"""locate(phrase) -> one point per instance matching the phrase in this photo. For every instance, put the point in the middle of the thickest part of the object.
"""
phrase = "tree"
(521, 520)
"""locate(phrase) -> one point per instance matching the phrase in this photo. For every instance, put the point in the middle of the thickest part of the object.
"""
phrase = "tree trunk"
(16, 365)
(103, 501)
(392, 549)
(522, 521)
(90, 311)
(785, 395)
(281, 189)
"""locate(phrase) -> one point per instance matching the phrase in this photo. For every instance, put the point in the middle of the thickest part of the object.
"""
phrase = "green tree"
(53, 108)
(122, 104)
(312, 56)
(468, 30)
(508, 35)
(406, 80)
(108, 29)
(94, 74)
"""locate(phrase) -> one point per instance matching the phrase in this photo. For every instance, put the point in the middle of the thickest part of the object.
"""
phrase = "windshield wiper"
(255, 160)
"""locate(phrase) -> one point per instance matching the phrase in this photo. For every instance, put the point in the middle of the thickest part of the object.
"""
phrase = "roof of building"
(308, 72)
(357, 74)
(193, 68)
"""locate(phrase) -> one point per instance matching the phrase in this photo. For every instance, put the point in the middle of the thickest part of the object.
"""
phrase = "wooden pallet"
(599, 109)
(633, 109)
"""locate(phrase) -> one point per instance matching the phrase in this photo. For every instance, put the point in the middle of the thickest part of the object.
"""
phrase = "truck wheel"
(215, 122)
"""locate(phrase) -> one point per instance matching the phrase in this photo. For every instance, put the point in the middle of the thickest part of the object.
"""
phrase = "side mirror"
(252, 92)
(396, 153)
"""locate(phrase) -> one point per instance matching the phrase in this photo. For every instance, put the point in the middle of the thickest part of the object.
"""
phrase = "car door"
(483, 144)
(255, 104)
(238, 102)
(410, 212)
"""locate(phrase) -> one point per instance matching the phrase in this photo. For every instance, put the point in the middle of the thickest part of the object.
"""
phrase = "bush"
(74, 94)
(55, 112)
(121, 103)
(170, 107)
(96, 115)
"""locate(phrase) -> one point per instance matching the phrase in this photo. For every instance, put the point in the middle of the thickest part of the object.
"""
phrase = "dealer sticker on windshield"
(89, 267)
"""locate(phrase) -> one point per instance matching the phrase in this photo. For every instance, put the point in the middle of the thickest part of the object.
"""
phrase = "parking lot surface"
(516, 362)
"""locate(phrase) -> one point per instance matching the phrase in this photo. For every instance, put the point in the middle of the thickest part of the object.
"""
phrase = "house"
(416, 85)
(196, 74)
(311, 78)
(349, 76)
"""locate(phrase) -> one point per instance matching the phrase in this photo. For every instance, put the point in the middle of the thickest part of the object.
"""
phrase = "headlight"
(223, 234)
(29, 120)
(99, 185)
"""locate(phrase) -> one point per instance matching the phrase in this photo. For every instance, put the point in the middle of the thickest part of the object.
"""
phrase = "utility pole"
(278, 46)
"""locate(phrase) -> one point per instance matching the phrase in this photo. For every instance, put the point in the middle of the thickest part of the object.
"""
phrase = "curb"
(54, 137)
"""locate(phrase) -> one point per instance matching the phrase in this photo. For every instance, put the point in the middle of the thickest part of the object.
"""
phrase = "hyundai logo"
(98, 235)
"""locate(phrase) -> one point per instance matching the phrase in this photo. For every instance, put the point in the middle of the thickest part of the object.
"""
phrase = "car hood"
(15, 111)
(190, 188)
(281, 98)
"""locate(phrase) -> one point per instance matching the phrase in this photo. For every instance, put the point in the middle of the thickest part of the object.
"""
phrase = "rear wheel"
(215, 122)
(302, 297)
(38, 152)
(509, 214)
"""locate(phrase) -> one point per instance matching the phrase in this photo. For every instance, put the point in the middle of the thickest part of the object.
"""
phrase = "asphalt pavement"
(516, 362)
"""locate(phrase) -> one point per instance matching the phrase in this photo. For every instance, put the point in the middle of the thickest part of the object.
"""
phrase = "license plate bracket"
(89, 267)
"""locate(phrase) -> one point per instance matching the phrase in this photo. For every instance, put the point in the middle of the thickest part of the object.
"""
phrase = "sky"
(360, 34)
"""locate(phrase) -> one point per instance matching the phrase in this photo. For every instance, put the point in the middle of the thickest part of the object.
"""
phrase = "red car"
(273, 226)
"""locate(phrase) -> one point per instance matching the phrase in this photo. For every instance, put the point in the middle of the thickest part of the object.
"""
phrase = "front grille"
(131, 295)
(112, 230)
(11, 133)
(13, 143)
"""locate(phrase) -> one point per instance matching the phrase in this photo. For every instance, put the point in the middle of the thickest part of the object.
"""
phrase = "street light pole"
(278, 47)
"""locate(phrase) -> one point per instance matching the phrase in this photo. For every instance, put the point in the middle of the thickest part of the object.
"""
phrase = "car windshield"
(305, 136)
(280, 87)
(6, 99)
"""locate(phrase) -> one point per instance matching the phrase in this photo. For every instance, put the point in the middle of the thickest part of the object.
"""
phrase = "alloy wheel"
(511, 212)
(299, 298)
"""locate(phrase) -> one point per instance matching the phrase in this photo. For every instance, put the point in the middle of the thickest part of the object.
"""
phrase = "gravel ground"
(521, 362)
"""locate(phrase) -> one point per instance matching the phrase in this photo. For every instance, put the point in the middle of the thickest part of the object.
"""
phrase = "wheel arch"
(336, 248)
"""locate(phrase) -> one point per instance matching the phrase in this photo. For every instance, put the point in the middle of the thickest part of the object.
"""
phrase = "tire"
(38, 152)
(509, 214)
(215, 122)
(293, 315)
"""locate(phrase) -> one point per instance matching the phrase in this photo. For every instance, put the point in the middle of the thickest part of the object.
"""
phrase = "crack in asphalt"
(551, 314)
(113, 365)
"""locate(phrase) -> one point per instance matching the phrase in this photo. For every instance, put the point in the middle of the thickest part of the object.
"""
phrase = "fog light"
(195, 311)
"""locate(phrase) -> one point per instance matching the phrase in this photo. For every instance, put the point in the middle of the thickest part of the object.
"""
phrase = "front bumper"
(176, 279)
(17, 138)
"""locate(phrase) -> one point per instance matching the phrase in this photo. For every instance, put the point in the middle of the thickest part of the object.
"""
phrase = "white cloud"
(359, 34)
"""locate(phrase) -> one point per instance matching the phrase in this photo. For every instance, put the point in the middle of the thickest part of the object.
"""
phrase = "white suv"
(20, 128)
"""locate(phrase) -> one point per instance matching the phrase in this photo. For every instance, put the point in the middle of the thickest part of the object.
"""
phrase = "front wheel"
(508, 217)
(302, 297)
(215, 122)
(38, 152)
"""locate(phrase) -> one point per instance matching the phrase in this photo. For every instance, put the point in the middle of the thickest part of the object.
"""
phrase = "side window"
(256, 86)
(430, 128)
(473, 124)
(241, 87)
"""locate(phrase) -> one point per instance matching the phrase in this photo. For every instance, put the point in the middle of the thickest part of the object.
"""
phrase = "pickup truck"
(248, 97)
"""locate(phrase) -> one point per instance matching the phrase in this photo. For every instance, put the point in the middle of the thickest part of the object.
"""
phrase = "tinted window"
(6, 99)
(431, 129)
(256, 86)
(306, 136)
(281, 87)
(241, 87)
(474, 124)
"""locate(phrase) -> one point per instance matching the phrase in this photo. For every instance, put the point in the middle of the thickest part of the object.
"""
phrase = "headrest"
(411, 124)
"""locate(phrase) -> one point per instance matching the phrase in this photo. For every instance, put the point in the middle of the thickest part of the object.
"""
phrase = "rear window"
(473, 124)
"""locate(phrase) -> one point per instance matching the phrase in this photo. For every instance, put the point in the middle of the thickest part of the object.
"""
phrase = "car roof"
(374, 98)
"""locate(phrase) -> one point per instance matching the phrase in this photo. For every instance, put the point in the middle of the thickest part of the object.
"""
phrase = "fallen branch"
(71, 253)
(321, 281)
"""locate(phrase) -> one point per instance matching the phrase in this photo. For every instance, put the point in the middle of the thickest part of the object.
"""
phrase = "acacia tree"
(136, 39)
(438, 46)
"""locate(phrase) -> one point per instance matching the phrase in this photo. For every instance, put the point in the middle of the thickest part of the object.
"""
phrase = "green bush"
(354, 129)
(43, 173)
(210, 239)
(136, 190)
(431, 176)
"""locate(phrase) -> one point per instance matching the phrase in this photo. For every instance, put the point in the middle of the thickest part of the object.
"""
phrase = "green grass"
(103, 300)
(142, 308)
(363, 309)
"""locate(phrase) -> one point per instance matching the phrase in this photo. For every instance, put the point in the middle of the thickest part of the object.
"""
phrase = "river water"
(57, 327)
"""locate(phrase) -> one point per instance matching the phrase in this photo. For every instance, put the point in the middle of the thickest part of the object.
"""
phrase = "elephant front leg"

==*==

WHAT TO PRODUCE:
Please list each line of the material above that contains the word "front".

SOLUTION BELOW:
phrase = "front grille"
phrase = "front bumper"
phrase = "front wheel"
phrase = "elephant front leg"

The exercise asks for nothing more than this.